→ Obiettivo:
Riscrivi tutte le righe a partire da quella che contiene "Put a point on the advertising" fino alla fine delle righe, estremi inclusi. Trasla di 99 ogni coordinata nelle risposte.

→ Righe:

------------------------

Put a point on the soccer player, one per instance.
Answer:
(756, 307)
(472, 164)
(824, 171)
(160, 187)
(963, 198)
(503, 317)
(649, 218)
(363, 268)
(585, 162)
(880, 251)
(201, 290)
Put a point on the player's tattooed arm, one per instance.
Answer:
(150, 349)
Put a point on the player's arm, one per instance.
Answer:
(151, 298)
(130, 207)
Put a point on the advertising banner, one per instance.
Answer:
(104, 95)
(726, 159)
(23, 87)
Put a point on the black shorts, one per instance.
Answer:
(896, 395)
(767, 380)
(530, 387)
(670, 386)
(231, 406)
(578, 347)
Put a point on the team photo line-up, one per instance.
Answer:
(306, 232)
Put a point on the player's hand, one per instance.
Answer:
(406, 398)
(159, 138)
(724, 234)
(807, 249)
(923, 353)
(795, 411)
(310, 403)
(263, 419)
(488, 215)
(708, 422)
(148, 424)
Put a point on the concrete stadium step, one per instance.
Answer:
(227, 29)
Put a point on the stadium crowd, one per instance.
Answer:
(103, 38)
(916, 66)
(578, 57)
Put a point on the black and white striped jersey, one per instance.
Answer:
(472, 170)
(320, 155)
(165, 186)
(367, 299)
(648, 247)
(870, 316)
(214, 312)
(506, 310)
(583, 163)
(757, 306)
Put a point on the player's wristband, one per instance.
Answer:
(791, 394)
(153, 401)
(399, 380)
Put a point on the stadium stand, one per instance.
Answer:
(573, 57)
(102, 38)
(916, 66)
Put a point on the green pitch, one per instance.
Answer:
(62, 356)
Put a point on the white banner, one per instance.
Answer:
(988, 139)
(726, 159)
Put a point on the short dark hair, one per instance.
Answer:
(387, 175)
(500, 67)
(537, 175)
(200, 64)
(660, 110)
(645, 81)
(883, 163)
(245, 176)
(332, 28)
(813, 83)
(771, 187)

------------------------

→ Soluzione dell'esercizio:
Put a point on the advertising banner, one per instance.
Answer:
(203, 194)
(825, 258)
(122, 186)
Put a point on the black shorts, one per instance.
Answer:
(995, 494)
(866, 479)
(629, 486)
(769, 485)
(330, 505)
(677, 446)
Put a point on the team photo line-up, one per instance.
Answer:
(405, 331)
Put a point on the player's hand, one per instance.
Answer:
(505, 497)
(258, 237)
(823, 333)
(906, 348)
(1022, 452)
(894, 510)
(409, 502)
(362, 518)
(587, 314)
(807, 521)
(247, 523)
Put a point on the concrete stadium step, one per instance.
Answer:
(326, 128)
Put a point on the stadium crowd, one per instance.
Answer:
(202, 137)
(1015, 165)
(677, 156)
Put a point on the black and white striped jersey, one per instance.
Answer:
(571, 269)
(419, 254)
(264, 285)
(466, 398)
(747, 346)
(969, 415)
(313, 411)
(605, 409)
(682, 262)
(856, 405)
Put a point on the player's wristband, one per instance.
Answer:
(890, 493)
(252, 500)
(498, 479)
Put a point on the stadium stand, one per instance.
Answer:
(672, 156)
(201, 137)
(1015, 165)
Put a point on the green pitch, one per instance.
Answer:
(161, 455)
Put a point on the white banner, one per instance.
Answer:
(1087, 238)
(825, 258)
Put a point on the short dark hair, one per instance.
Answer:
(486, 274)
(599, 166)
(636, 274)
(299, 163)
(759, 209)
(744, 180)
(982, 262)
(344, 275)
(431, 127)
(912, 182)
(870, 286)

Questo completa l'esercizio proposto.